Omicidio-suicidio. Un binomio sempre più ricorrente tra le colonne in cronaca, dettagli che mutano di caso in caso e canovaccio pressoché identico. Ogni volta.
Come una liturgia del male. Come l’epifania deleteria del buio che agita le menti e arma le mani.
L’ultima tappa, in ordine di tempo, del rovinoso precipizio in cui si specchia una società civile troppo distratta e sempre più Dorian Gray, viene da Novoli, piccolo comune del leccese.
Prima il femminicidio, poi il suicidio.
Così è stata scritta la parola fine al matrimonio tra Matteo Verdesca, corriere di 38 anni originario di Veglie (Le), e Donatella Miccoli, coetanea sposata 9 anni fa, madre dei suoi due figli di 7 e 2 anni, originaria di Mesagne (Br).
L’uomo sabato notte ha accoltellato la moglie nella camera da letto mentre i bambini, un maschietto e una femminuccia, dormivano.
I vicini hanno sentito rumori, nessuno poteva immaginare che in quella casa sulla via che da Novoli conduce a Veglie, si stesse consumando un delitto.
L’assassino ha osservato la scena ultima, figlia della sua furia.
I piccoli no, per fortuna pare che ai loro occhi quell’immagine sia stata risparmiata.
Matteo ha preso il telefono, ha chiamato i genitori a Veglie: “venite a prendere i bambini, ho fatto un casino”, poi ha chiamato il suocero, il padre della vittima, facendo la stessa richiesta.
E via.
Ha preso le chiavi dell’utilitaria di Donatella, una Renault Twingo bianca, ed è fuggito.
Quando i genitori della coppia e il padre della donna sono giunti in quella abitazione, all’alba, hanno trovato la giovane mamma morta. Hanno chiamato i carabinieri, il 118, poi tutto si è compiuto come da prassi.
Mentre i militari si mettevano sulle tracce dell’assassino, con l’ausilio di diverse pattuglie per terra ed un elicottero per le ricerche aeree, il trentottenne compiva l’ultimo atto della tragedia.
Gli unici che potrebbero raccontare cosa sia veramente accaduto non hanno più voce per farlo.
Nella definizione di una verità quanto più vicina possibile a quella reale, Matteo Verdesca potrebbe aver riempito una tanica di carburante ad un distributore di benzina. Poi ha raggiunto una campagna, tra Novoli e Campi Salentina, ha cosparso se stesso e l’auto di liquido infiammabile e si è dato fuoco mettendo fine alla sua follia e alla degenerazione del suo legame con Donatella.

- Record elencati

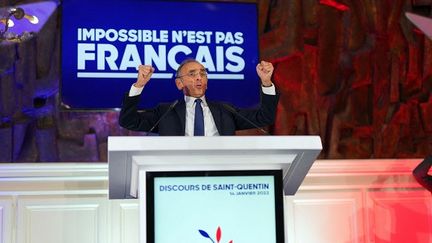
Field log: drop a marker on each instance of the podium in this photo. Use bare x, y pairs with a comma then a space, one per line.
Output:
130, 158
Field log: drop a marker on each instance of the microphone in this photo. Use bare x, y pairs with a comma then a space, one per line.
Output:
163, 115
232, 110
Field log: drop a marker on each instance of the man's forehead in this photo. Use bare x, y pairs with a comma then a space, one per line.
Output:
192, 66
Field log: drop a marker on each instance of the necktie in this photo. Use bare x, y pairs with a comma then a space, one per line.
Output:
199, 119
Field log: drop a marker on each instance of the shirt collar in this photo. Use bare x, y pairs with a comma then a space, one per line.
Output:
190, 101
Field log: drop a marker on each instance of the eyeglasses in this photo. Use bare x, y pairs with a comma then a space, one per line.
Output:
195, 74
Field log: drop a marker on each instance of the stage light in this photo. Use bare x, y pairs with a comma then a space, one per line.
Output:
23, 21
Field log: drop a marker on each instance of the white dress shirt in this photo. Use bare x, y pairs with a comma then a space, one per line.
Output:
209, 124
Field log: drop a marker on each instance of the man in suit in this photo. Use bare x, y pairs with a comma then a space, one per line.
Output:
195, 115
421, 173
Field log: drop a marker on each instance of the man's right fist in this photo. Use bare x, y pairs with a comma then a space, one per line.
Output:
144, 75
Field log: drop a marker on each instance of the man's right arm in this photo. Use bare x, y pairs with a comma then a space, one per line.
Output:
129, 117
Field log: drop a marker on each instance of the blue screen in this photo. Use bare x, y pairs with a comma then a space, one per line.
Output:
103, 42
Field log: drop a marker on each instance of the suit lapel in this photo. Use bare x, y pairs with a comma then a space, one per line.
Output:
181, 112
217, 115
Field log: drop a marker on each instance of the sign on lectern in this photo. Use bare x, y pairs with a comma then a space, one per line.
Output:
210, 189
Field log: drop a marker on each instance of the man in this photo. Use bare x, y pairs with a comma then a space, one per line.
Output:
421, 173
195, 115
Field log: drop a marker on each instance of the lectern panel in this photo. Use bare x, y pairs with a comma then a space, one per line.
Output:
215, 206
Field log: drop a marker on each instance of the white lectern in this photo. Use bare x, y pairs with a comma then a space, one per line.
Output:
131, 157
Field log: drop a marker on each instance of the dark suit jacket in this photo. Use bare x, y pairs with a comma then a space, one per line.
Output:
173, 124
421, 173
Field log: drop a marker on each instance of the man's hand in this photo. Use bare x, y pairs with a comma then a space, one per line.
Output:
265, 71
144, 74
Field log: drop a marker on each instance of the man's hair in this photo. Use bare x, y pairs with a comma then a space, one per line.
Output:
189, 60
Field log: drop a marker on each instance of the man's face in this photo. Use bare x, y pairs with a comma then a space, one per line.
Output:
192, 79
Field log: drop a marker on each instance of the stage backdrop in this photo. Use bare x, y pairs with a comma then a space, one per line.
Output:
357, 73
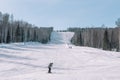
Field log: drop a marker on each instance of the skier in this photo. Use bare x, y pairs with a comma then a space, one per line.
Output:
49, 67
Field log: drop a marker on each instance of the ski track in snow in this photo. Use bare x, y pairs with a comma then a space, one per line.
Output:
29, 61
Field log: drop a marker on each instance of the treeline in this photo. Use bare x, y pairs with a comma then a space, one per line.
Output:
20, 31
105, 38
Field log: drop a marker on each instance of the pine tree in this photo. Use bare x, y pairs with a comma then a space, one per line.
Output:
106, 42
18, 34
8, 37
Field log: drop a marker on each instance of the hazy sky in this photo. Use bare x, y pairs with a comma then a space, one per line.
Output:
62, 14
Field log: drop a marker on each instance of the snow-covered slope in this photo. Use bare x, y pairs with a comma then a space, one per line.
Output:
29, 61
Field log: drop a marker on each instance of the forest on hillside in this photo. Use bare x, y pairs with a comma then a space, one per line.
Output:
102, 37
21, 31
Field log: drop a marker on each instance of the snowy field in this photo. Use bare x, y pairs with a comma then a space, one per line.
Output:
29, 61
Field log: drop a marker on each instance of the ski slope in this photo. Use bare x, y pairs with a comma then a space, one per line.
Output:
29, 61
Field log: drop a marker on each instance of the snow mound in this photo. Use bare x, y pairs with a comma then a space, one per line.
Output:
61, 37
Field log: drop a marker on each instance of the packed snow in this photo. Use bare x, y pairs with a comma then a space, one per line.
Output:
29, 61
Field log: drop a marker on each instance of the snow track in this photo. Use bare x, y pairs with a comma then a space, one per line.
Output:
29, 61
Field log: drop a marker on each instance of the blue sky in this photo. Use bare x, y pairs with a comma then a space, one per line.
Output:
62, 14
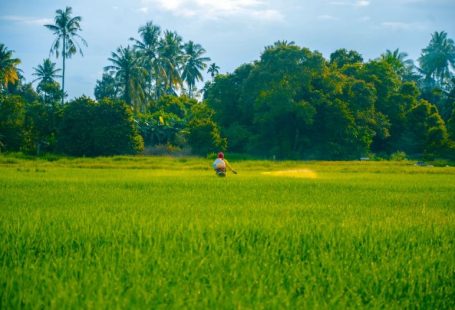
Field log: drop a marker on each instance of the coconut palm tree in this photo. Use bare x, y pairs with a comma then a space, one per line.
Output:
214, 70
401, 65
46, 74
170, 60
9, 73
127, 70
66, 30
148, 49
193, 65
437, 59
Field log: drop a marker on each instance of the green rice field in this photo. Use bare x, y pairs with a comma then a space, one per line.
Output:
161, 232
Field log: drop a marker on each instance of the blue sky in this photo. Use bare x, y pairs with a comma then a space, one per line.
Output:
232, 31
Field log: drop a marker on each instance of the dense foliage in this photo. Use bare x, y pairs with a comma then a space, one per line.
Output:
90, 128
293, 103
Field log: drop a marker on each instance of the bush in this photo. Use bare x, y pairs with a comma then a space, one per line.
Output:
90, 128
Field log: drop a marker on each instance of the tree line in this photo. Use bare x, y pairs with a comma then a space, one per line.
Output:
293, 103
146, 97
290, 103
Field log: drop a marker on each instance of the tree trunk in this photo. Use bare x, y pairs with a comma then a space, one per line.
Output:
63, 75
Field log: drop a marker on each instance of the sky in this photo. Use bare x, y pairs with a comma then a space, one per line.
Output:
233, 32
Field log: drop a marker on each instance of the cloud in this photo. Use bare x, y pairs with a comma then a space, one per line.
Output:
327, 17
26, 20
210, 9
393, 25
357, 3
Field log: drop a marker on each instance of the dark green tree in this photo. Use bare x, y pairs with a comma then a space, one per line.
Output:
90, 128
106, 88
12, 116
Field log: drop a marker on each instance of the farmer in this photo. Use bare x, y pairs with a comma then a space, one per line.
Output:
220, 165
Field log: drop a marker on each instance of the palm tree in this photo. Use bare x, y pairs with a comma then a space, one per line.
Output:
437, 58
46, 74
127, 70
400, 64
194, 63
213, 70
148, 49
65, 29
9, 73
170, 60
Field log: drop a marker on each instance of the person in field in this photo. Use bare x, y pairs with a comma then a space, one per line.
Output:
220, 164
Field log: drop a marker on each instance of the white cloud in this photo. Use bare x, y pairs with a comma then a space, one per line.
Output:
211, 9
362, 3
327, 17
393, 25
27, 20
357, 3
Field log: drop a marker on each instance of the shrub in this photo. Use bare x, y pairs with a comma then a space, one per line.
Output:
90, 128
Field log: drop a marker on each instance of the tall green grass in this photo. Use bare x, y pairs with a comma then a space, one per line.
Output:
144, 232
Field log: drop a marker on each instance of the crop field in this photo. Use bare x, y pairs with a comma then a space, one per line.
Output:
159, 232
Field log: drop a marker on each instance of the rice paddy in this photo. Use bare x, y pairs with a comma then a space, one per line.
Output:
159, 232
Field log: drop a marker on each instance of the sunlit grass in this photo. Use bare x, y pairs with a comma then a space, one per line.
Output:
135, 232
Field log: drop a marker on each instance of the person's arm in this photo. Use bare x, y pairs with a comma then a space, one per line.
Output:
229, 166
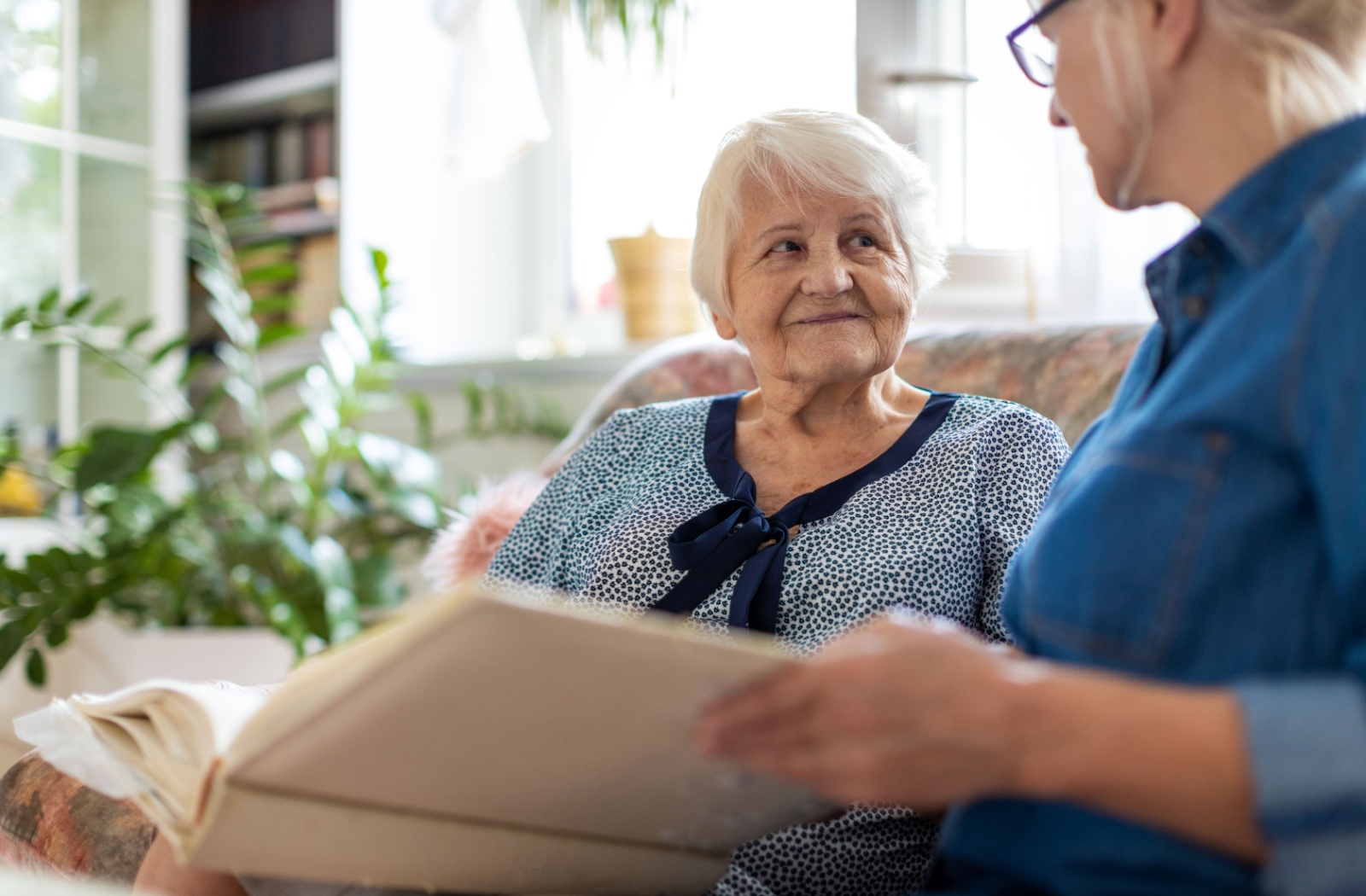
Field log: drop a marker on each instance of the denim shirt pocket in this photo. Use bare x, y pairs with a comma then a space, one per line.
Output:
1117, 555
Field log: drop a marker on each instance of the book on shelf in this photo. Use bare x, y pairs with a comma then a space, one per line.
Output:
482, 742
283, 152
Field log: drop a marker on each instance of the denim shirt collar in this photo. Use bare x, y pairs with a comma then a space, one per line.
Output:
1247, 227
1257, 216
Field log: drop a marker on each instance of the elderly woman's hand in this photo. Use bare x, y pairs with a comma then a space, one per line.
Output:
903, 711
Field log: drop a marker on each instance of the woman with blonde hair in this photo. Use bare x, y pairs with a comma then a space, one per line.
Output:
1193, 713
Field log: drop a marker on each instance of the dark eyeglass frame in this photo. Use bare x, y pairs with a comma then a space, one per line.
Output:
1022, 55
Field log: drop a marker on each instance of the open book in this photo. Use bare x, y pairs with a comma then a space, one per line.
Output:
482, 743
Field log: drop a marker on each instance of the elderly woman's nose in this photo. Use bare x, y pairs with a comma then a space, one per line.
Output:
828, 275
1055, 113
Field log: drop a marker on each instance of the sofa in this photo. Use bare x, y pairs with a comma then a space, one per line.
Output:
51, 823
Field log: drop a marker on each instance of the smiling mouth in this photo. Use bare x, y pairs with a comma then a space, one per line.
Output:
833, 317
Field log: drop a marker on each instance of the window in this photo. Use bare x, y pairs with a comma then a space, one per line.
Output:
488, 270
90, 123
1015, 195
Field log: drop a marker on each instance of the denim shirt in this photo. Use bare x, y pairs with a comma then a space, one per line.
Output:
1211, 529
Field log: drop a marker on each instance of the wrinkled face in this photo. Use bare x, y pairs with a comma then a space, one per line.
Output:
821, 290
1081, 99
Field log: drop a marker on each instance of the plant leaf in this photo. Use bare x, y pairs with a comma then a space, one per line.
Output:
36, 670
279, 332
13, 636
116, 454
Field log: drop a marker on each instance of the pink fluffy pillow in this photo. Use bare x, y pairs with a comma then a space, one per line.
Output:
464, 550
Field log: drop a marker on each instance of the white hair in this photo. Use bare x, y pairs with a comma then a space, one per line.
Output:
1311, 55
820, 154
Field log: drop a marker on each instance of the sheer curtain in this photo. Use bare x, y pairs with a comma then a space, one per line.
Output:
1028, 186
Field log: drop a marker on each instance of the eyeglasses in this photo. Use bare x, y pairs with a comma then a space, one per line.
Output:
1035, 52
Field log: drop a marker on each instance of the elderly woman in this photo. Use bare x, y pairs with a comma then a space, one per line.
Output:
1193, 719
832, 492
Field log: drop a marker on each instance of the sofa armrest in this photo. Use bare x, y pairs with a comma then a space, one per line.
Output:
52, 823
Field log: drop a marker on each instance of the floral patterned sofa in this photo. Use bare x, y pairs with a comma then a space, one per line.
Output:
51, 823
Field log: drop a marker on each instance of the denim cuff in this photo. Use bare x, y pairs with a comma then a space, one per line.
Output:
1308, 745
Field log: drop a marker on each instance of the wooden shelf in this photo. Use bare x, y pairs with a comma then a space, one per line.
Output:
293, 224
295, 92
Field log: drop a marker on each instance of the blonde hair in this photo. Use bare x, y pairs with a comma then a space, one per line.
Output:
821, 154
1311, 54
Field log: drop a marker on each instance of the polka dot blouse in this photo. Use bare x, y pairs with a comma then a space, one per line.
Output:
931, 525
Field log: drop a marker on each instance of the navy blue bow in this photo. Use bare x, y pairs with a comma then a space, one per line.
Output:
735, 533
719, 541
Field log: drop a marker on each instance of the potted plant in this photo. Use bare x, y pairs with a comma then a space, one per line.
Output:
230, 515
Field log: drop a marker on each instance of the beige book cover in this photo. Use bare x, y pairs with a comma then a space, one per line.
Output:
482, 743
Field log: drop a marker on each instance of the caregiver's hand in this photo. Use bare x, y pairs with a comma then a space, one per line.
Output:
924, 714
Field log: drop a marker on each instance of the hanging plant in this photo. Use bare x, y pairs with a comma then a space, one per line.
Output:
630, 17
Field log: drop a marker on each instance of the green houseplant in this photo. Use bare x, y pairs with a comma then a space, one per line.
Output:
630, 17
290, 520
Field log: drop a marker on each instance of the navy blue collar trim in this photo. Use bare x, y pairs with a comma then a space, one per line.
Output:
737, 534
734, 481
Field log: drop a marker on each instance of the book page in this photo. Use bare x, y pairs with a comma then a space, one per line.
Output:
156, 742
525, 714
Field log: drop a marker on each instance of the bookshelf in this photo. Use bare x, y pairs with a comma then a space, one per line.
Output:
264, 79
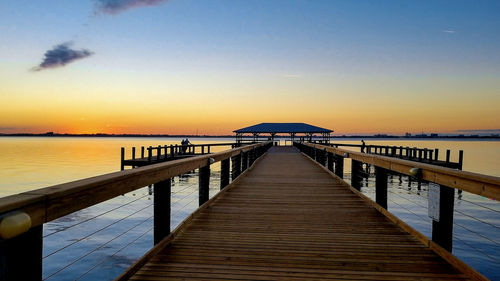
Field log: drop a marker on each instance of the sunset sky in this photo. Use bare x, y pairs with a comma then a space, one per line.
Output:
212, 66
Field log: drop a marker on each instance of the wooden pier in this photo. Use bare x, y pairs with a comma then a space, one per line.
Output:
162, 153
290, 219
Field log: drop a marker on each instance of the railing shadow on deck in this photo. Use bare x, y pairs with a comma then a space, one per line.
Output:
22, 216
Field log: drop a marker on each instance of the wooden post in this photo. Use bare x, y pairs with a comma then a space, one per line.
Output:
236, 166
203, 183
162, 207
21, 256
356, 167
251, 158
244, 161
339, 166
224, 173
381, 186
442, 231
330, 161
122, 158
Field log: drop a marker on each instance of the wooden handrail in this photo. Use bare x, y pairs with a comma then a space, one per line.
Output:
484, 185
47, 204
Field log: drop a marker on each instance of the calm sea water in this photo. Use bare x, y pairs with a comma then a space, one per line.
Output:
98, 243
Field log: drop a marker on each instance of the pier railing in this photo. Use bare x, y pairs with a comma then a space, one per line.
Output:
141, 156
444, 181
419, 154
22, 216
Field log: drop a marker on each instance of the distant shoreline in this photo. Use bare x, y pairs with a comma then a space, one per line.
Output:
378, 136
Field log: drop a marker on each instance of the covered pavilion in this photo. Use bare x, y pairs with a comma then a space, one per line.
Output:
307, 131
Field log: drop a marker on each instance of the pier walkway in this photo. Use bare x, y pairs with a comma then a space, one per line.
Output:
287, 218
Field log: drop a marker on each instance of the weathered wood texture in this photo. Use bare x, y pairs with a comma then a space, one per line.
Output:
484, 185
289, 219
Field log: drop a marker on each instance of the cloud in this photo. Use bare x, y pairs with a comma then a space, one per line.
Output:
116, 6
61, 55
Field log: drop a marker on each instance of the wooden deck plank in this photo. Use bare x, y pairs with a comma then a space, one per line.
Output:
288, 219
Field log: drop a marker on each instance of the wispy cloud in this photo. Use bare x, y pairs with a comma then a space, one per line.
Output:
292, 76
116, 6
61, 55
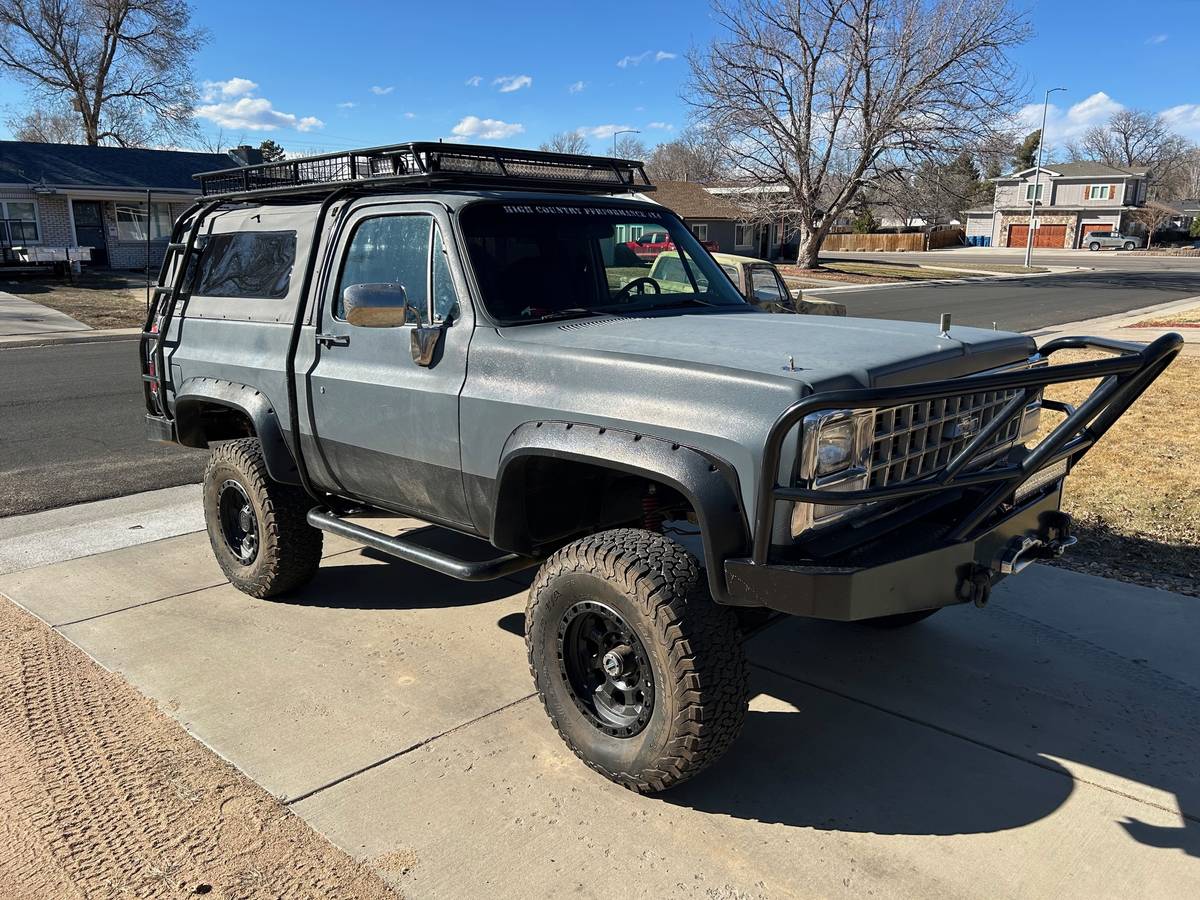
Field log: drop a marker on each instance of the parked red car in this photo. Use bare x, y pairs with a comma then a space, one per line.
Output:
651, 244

- Cosa fare
Prosegui l'articolo sull'omicidio-suicidio di Novoli a partire dalla sua ultima frase. I record provengono da un'altra fonte.

- Risposta scritta
L’auto bruciata con all’interno il corpo carbonizzato dell’assassino è stata rinvenuta in tarda mattinata.
I resti sottoposti a sequestro, così come l’abitazione dei coniugi Verdesca e l’arma del delitto. Le salme invece sono state condotte alla camera mortuaria dell’ospedale Vito Fazzi di Lecce a disposizione del magistrato di turno. Si procederà all’autopsia.
Tutt’intorno alla vicenda che finisce con allungare l’elenco listato a lutto dei femminicidi in Italia, una serie di interrogativi, la maggior parte dei quali rimarrà senza risposta.
La coppia era affiatata, Matteo aveva un figlio maggiorenne da una relazione precedente, Donatella lavorava come commessa in un negozio di intimo e calze presso il centro commerciale di Surbo.
Qualche giorno fa la coppia aveva contattato il fotografo che aveva curato il servizio per il battesimo del piccolo di casa, a Veglie. Passato il periodo della pandemia che aveva dilatato i tempi, non vedevano loro di entrare in possesso dei fotogrammi di quei momenti felici.
Sabato sera un giro in paese, a Novoli, in occasione della festa di San Luigi insieme ai bambini, un giro per loro alle giostre e poi il rientro tra le 22 e le 23.
Cosa sia accaduto in quella abitazione nell’arco temporale che va da poco prima della mezzanotte alle 3 circa, quando il trentottenne si è reso conto di ciò che aveva fatto, rimarrà negli occhi e nei pensieri di Matteo e Donatella, sarà sepolto insieme a loro, avvolto di dubbi e reso più vicino possibile alla realtà dal lavoro degli investigatori.
La giovane mamma è stata uccisa con un coltello da cucina, rinvenuto nel lavabo del tinello ancora sporco di sangue.
Non un delitto premeditato. Ma comunque un delitto. Dei peggiori.